**Exercise brief**
Copy out the entire listing below, replacing every "Predicted boxes" with "Detected boxes" and changing nothing else. Omit the pictures from your copy.

--------------------------------

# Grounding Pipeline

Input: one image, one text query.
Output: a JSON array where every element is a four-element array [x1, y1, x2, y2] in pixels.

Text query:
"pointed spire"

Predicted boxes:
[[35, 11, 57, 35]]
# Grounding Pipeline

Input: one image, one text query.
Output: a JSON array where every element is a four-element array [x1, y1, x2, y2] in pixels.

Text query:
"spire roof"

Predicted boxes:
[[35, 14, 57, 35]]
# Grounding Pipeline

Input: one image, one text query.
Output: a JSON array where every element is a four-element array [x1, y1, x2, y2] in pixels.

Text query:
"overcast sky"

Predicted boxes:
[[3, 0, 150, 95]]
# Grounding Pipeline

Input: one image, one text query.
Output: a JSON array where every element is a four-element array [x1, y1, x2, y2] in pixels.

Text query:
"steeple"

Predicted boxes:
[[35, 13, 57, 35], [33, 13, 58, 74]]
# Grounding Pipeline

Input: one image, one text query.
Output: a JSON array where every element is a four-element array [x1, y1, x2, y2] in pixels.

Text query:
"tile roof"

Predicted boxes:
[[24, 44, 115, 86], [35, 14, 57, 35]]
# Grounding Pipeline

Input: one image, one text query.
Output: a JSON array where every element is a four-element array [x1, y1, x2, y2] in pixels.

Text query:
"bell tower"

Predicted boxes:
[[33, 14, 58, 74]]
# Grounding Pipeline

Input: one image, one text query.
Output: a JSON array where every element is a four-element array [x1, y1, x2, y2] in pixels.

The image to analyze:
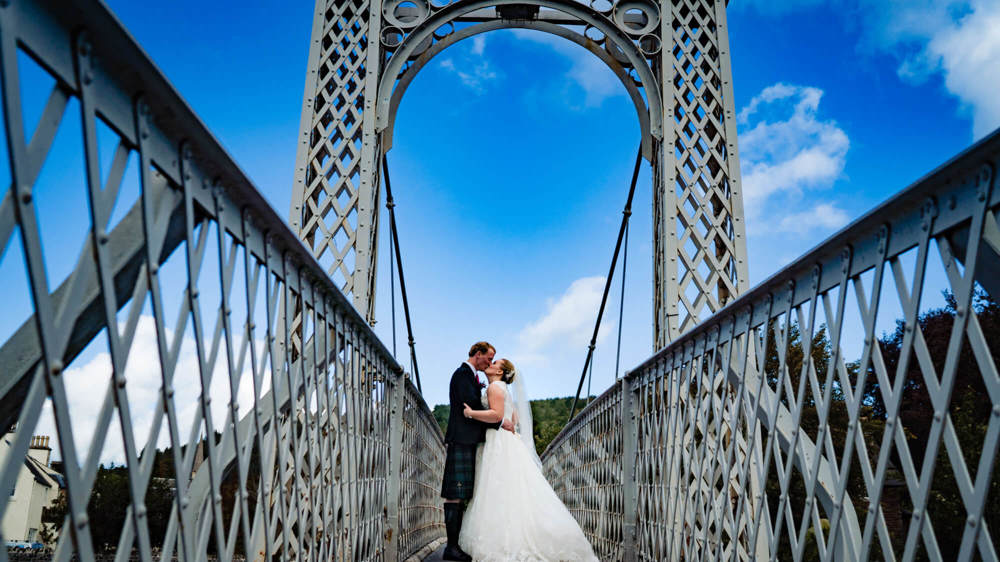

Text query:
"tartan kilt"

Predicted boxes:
[[441, 443, 479, 500]]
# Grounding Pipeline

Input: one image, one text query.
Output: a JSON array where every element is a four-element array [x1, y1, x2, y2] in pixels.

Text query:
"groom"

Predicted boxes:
[[441, 341, 514, 561]]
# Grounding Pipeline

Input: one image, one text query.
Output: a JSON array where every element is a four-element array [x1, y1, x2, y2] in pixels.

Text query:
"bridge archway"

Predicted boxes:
[[380, 20, 663, 162], [376, 0, 663, 163], [290, 0, 747, 349]]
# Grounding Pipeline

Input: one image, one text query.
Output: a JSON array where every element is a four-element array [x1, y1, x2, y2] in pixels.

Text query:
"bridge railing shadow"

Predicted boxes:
[[0, 0, 444, 562], [543, 128, 1000, 560]]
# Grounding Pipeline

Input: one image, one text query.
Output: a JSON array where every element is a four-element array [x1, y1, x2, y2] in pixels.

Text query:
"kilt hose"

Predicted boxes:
[[441, 443, 479, 500]]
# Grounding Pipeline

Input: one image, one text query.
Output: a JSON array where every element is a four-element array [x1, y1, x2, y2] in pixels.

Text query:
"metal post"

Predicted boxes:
[[385, 373, 406, 560], [621, 373, 639, 562]]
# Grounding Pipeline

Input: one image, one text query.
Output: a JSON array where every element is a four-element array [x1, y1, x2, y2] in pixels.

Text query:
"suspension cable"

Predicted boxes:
[[566, 143, 642, 423], [386, 208, 396, 359], [615, 223, 629, 382], [382, 154, 424, 395]]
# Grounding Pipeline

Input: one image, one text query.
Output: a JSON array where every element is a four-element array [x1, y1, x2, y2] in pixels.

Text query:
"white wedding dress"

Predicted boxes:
[[458, 381, 597, 562]]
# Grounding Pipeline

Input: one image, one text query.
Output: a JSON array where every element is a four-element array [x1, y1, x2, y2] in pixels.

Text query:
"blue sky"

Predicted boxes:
[[0, 0, 1000, 456]]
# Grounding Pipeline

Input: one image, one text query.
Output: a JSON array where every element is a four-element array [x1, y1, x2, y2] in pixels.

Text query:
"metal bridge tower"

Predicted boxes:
[[290, 0, 747, 349]]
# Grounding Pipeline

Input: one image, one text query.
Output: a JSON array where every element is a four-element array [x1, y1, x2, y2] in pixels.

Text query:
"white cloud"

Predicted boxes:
[[35, 316, 269, 464], [775, 203, 850, 234], [439, 58, 497, 94], [511, 277, 615, 372], [734, 0, 1000, 138], [513, 29, 626, 107], [471, 33, 486, 55], [739, 83, 850, 229], [893, 0, 1000, 138]]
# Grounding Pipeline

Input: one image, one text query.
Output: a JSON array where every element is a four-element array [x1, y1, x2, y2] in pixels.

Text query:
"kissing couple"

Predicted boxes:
[[441, 342, 597, 562]]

--------------------------------

**Result for this exercise**
# Grounding Pipeline

Input: one image, one text query.
Output: a JSON array where every element is a four-element array [x1, y1, x2, y2] in pixels.

Text query:
"pointed spire"

Detected boxes:
[[35, 11, 57, 35]]
# Grounding Pipeline

Input: one image, one text query.
Output: a JSON array where every element is a four-element array [x1, y1, x2, y2] in pixels.

Text query:
"spire roof"

Detected boxes:
[[35, 14, 57, 35]]
# Grounding Pipeline

Input: one image, one text query.
Output: a JSON array where every element is a four-element array [x1, y1, x2, y2] in pixels.

Text query:
"overcast sky"

Detected boxes:
[[3, 0, 150, 95]]
# Grounding Pipeline

Input: one image, one text query.
Output: a JSON array where every element is a four-element array [x1, y1, x2, y2] in pixels.

Text query:
"steeple"

Detected boxes:
[[35, 13, 57, 35], [33, 13, 58, 74]]
# Grounding Pipeline

Input: one image, one text query.
Output: a JSON array where every element is a four-element array [x1, y1, x2, y2] in pixels.

Text query:
"tile roof"

Detected boxes:
[[24, 44, 115, 86], [35, 14, 57, 35]]
# Grounding Pipeline

Input: one image, one text query.
Output: a JSON array where every element is a four-element array [x1, y1, x2, y2] in pixels.

Text query:
"bell tower"

Detected boxes:
[[33, 14, 58, 74]]
# Grounding Pipeline

Input: one image, one text query.
Output: a JSON array where every element is a four-element array [x1, y1, x2, y2] in pixels.

The image to analyze:

Text query:
"tartan kilt"

Detected boxes:
[[441, 443, 479, 500]]
# Grounding Pipeline

Input: one image, one text query.
Output: a JSON array where every element is a four-element array [x1, y1, x2, y2] in pixels.

Text query:
"groom"

Detected boxes:
[[441, 341, 514, 561]]
# Grounding Pipeline

Input: one image, one text query.
Output: a JSON array where every element is a four-element array [x1, y1, x2, y2] in pixels.

Text query:
"bridge archway"

Detected boxes:
[[380, 20, 663, 162], [376, 0, 663, 163], [290, 0, 747, 349]]
# Grounding Pipeline

Input: one image, one text query.
Output: a JSON array where every element is a four-element array [x1, y1, x2, y2] in pixels.

Text query:
"bridge railing shadow"

Detected boxes:
[[0, 0, 444, 562], [543, 128, 1000, 560]]
# Grounding Pipeline

Input: one image, one text query.
Output: a JSON array where every element is a four-element array [x1, y1, x2, y2] in pixels.

Text query:
"kilt hose"

Detected boxes:
[[441, 443, 479, 500]]
# Grounding Pipeline

Input: one image, one text query.
Output: a JSON array where every element is a four-element array [x1, y1, x2, y2] in pixels.

Text query:
"metal post"

Detected boxes:
[[385, 373, 406, 560], [621, 373, 639, 562]]
# Grounding Pipeline

Input: one image, one text query.
Output: a JSON array where every element is a four-element array [x1, y1, x2, y2] in pixels.

Text query:
"suspension cable"

Detected boxes:
[[566, 143, 642, 423], [386, 208, 396, 359], [615, 223, 629, 382], [382, 154, 424, 395]]
# Grounding Pipeline

Input: one image, one text query.
Output: a JSON array where every element is a four-element array [x1, y1, x2, y2] in pixels.

Text query:
"white wedding dress"

Detected boxes:
[[458, 381, 597, 562]]
# Grounding Pipeline

Input: one image, one text query.
Output: a JSON array where every element is a four-element array [x1, y1, x2, y2] in pixels.

Text query:
"blue sky"

Detected boxes:
[[0, 0, 1000, 456]]
# Grounding Pipeline

Input: one image, one text query.
Output: a JSON array where every element is a four-element array [x1, y1, x2, y2] in pixels.

Text query:
"metal bridge tower"

Detected boxes:
[[290, 0, 747, 349]]
# Grounding Pipeline

Input: one image, one text query.
Output: a JSON array where every element is a four-element array [x1, y1, x2, y2] in pixels.

Text query:
"white cloud"

Detected boxes:
[[35, 316, 269, 464], [775, 203, 850, 234], [439, 58, 497, 94], [511, 277, 615, 372], [734, 0, 1000, 138], [513, 29, 626, 107], [471, 33, 486, 55], [739, 83, 850, 229], [893, 0, 1000, 138]]
# Grounding Pipeline

Input: one image, one text query.
Output: a JSON array where every element is a four-element array [x1, y1, x2, y2] in pixels.

Text query:
"kissing couple"

Detected boxes:
[[441, 342, 597, 562]]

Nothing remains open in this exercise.